# [TASK PROMPT]
The word "baseball" may appear in lines of the data; say how many such lines there are, with nothing beyond the number.

Items from a dataset
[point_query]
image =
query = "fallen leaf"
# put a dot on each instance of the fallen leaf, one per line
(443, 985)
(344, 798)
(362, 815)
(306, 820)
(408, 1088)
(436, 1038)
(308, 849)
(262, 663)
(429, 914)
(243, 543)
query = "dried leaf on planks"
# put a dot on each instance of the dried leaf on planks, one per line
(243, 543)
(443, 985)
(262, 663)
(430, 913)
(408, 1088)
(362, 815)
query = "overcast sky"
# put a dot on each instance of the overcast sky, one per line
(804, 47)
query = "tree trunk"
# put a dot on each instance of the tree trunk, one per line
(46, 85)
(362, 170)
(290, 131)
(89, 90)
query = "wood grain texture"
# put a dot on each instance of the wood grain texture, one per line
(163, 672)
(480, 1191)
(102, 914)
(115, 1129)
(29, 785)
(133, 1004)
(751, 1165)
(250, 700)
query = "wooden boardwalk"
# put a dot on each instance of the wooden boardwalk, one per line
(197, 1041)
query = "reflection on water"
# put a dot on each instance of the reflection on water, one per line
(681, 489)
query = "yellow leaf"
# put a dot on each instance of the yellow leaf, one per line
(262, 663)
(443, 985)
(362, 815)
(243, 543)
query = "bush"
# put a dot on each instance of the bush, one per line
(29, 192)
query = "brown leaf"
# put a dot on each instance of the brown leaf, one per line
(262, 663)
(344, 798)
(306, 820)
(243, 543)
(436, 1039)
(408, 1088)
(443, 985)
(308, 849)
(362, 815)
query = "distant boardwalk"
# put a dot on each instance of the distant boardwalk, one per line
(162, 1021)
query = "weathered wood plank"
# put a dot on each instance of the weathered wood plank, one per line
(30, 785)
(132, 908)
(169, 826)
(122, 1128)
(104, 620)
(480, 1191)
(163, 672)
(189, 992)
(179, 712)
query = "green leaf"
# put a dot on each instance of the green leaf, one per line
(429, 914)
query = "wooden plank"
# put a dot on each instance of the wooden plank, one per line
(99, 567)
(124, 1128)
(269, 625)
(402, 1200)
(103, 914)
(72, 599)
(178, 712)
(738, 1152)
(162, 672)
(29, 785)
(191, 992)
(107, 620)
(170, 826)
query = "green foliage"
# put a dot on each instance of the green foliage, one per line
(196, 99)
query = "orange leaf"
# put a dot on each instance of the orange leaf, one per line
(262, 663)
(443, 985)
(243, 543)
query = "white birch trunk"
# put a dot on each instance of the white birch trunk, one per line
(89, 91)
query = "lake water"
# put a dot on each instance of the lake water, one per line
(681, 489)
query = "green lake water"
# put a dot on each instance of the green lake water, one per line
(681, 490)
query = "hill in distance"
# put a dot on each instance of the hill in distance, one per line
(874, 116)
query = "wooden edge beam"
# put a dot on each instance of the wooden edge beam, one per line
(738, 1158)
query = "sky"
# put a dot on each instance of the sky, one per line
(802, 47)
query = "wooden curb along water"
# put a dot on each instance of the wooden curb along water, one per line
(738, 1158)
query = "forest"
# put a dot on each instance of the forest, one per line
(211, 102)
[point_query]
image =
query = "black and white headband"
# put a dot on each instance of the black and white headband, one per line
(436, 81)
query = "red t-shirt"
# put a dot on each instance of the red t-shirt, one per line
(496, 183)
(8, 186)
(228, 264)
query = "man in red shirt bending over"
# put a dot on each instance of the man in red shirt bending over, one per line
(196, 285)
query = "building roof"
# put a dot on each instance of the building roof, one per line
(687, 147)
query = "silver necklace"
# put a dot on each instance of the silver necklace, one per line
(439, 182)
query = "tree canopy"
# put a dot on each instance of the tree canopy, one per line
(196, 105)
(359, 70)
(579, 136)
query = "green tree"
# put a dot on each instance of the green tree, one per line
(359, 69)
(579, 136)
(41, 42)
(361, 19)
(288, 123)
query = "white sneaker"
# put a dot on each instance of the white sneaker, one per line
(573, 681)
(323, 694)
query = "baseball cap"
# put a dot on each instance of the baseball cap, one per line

# [RESPONSE FOR THIS EXERCISE]
2